[Dataset entries]
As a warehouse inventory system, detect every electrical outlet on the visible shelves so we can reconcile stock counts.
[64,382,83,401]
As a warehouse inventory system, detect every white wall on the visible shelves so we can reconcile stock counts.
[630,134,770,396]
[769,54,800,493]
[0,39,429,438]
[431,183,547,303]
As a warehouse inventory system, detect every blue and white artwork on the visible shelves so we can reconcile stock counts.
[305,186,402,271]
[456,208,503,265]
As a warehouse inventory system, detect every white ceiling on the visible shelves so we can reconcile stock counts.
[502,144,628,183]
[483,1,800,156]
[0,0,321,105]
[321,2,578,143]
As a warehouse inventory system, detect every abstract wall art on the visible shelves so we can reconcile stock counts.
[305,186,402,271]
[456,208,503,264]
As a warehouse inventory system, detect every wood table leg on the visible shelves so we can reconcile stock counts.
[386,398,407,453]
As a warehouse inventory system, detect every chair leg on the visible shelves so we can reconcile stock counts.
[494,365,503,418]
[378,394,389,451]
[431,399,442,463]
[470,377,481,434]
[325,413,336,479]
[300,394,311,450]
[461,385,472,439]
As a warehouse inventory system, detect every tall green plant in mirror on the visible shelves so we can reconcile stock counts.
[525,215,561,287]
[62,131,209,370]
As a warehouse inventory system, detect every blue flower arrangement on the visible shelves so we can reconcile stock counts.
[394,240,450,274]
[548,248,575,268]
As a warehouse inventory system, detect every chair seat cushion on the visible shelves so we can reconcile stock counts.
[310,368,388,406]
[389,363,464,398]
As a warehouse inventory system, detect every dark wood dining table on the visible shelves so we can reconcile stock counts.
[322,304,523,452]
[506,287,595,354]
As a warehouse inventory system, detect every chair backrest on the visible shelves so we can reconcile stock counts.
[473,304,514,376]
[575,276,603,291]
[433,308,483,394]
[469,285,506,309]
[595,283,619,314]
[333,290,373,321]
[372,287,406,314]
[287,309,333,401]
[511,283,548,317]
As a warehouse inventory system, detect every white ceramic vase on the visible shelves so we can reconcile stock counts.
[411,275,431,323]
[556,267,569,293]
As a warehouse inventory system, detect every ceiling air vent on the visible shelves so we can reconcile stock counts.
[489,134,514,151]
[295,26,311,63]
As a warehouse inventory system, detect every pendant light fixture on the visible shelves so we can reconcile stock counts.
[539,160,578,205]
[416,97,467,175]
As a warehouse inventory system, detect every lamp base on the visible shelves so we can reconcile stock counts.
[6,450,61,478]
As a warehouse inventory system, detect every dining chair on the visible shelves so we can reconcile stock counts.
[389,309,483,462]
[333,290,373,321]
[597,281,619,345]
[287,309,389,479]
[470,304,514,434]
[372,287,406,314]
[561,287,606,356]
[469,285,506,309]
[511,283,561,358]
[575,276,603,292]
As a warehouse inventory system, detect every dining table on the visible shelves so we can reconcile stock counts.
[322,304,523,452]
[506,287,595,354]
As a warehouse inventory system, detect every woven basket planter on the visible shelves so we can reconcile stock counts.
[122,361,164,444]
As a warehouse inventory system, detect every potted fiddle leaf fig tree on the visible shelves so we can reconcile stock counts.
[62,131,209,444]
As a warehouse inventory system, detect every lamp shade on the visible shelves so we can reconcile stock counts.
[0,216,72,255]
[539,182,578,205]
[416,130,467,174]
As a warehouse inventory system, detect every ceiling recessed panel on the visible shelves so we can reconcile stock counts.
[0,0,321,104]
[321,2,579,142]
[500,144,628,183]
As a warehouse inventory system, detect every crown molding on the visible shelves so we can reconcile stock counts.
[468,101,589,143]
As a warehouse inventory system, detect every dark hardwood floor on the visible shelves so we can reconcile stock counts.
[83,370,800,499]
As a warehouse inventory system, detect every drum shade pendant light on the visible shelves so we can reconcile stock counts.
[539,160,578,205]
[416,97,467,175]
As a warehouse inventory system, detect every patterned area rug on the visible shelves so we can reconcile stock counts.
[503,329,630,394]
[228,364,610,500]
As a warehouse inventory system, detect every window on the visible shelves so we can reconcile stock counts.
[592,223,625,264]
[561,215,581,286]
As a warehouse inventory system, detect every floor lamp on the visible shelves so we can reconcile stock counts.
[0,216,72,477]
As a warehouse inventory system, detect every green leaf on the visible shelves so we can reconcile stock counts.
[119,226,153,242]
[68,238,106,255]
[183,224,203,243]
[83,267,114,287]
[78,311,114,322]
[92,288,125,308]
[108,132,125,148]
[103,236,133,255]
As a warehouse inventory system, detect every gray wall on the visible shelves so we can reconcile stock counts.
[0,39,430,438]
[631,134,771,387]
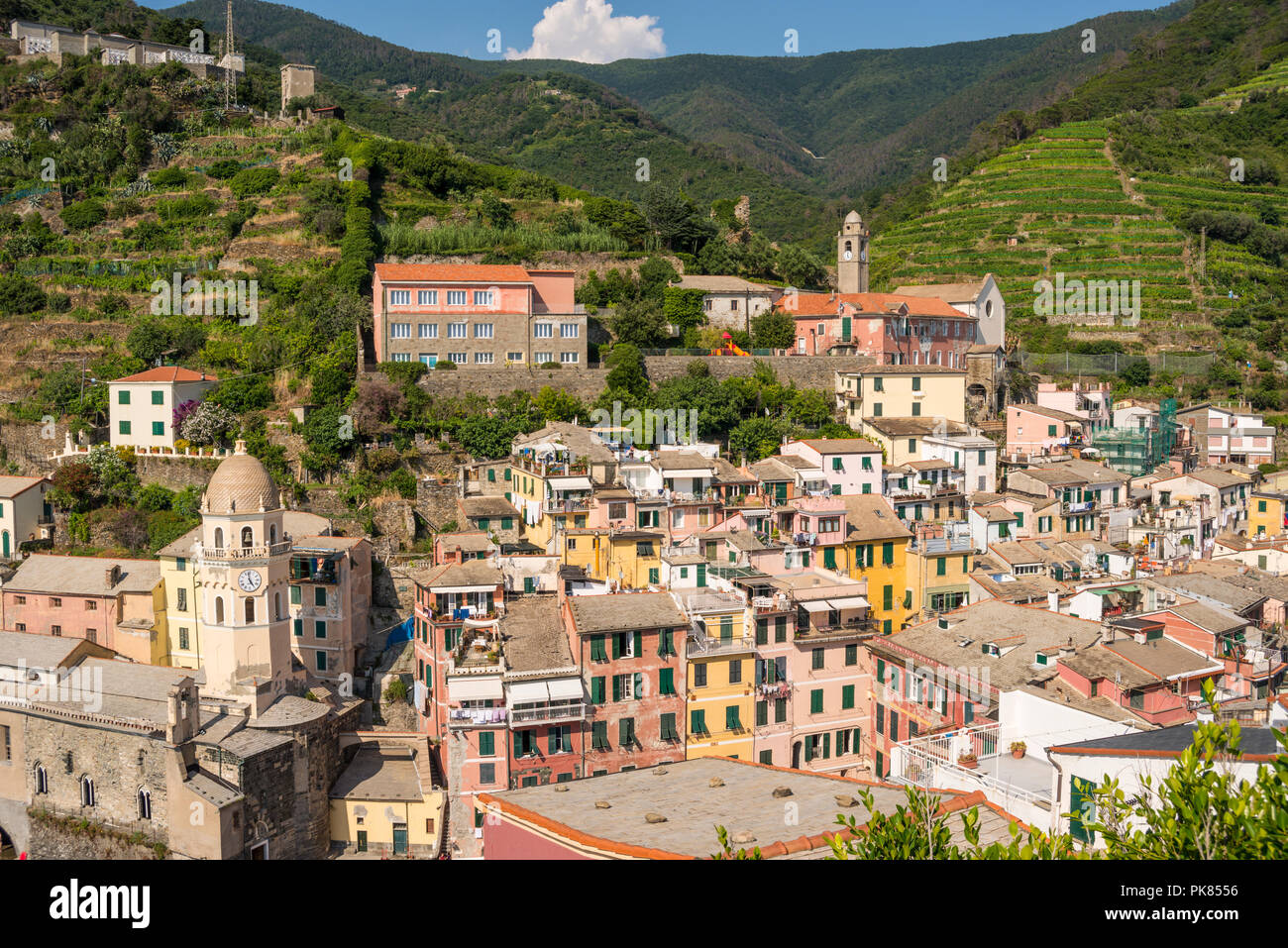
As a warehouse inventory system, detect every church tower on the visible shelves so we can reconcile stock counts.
[197,441,296,716]
[836,211,871,293]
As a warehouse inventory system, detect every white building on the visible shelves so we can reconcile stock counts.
[107,366,219,452]
[892,273,1006,347]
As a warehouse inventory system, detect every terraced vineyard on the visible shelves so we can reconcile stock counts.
[873,123,1211,345]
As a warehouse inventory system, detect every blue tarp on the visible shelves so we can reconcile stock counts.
[385,616,416,648]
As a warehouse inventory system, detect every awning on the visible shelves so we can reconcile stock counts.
[827,596,871,609]
[546,477,590,490]
[509,682,550,704]
[447,675,505,703]
[546,678,583,700]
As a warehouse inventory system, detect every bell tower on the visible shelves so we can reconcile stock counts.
[836,211,871,293]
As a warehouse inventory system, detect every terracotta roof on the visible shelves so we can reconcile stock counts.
[780,292,970,319]
[111,366,219,385]
[376,263,532,283]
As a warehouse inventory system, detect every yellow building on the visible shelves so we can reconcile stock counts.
[838,494,917,635]
[1248,490,1288,537]
[331,738,447,859]
[907,531,975,623]
[558,528,666,588]
[684,592,756,760]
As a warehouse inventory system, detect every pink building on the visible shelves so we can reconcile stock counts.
[1006,404,1090,460]
[373,263,587,369]
[778,292,976,369]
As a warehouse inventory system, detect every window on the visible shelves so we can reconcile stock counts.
[590,721,608,752]
[690,711,711,734]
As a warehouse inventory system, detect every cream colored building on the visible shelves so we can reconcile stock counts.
[107,366,219,451]
[836,366,966,429]
[331,737,447,859]
[0,476,54,559]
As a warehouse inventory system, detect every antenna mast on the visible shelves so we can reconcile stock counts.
[224,0,237,112]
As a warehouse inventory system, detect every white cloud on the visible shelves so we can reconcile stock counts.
[505,0,666,63]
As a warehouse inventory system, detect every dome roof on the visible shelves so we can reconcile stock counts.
[201,441,280,514]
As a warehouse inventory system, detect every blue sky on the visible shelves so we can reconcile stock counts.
[147,0,1160,61]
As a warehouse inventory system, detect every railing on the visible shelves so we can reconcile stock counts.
[201,540,292,561]
[510,700,587,724]
[684,635,756,658]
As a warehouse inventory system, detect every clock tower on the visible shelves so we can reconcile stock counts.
[836,211,871,293]
[196,441,296,715]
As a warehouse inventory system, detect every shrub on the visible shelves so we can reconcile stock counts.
[58,200,107,231]
[228,167,282,197]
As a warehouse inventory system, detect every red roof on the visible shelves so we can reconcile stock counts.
[376,263,532,283]
[780,292,969,319]
[115,366,219,381]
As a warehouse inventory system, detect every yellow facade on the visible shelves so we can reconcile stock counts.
[907,549,975,617]
[1248,493,1288,537]
[331,790,447,854]
[684,609,756,760]
[159,557,201,669]
[846,537,919,635]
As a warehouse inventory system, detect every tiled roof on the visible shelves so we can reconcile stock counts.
[376,263,532,283]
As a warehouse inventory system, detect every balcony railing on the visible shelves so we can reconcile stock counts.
[684,635,756,658]
[201,540,291,561]
[510,700,587,724]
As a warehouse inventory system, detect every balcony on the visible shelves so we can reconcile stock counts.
[201,540,292,563]
[510,700,587,726]
[684,635,756,658]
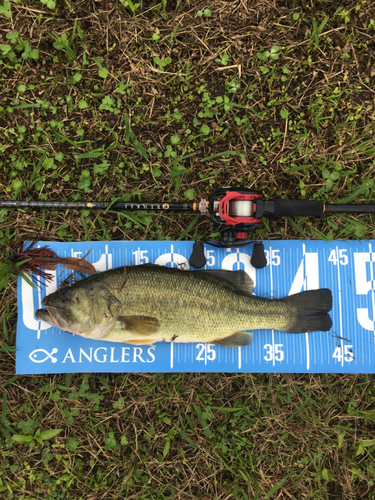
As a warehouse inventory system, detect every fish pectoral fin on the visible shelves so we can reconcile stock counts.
[210,332,254,347]
[124,339,155,347]
[117,316,160,335]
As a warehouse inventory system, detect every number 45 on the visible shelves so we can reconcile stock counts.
[328,248,349,266]
[332,345,354,363]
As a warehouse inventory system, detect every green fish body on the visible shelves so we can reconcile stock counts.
[36,264,332,347]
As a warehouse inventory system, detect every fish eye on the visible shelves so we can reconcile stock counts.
[60,293,70,302]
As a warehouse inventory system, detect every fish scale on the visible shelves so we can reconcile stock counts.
[36,265,332,347]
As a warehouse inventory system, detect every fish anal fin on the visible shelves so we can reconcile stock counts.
[210,332,254,347]
[124,339,155,347]
[117,316,160,335]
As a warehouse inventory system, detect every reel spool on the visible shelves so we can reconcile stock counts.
[208,188,263,247]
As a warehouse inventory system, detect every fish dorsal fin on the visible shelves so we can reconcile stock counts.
[210,332,253,347]
[192,269,254,295]
[117,316,160,335]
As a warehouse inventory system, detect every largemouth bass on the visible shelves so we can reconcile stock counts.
[35,264,332,347]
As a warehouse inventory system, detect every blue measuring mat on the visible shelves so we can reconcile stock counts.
[16,240,375,374]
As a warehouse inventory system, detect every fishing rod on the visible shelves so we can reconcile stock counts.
[0,187,375,268]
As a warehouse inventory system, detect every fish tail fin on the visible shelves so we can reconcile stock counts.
[281,288,332,333]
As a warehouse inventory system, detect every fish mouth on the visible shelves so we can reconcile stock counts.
[35,308,71,329]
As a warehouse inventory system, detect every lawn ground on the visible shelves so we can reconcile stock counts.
[0,0,375,500]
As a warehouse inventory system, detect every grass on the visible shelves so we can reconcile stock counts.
[0,0,375,500]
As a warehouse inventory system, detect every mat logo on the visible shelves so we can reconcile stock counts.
[29,347,58,363]
[354,252,375,331]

### WORK TO DO
Turn the lines running from the one containing "As a warehouse inventory system, detect every awning" through the one containing "[505,0,666,63]", both included, into a JSON list of strings with one string per line. Leave out blank lines.

### THE OUTPUT
[
  "As a warehouse inventory system, detect every awning on the visible shelves so we can reconcile stock counts.",
  "[827,596,871,609]",
  "[546,477,590,490]",
  "[509,682,550,704]",
  "[447,675,505,703]",
  "[546,678,583,700]",
  "As a warehouse inventory system, detect every bell tower on the visible shelves so we can reconcile stock counts.",
  "[836,211,871,293]",
  "As a warehouse inventory system, detect every terracotta roof on the visible shelves so we can reconcile stock counts.",
  "[780,292,970,319]",
  "[111,366,219,385]",
  "[376,263,532,283]",
  "As a warehouse inventory system, detect every yellow building on the visible shelves so we can reconcile stock counts.",
  "[838,494,917,635]",
  "[1248,490,1288,537]",
  "[331,738,447,859]",
  "[907,531,975,623]",
  "[558,528,666,588]",
  "[684,592,756,760]",
  "As a warehouse inventory system, detect every pink building on the visible shelves so we can reconcile stock counts.",
  "[1006,404,1090,460]",
  "[373,263,587,369]",
  "[778,292,976,369]",
  "As a warehouse inventory system, detect every window on the visible shelves so we can reconcile stock counts.",
  "[590,721,608,752]",
  "[690,711,711,734]",
  "As a warehouse inventory system, detect every cream colored building on the visible shelves so we can reconcile stock counts.",
  "[107,366,219,451]",
  "[836,366,966,429]",
  "[331,737,447,859]",
  "[0,476,54,559]",
  "As a warehouse inventory system, detect every antenna mast on the visible shelves so we can reconcile stock counts.",
  "[224,0,237,112]",
  "As a warehouse inventory system, detect every white cloud on the visible shelves so we can reconcile stock counts.",
  "[505,0,666,63]"
]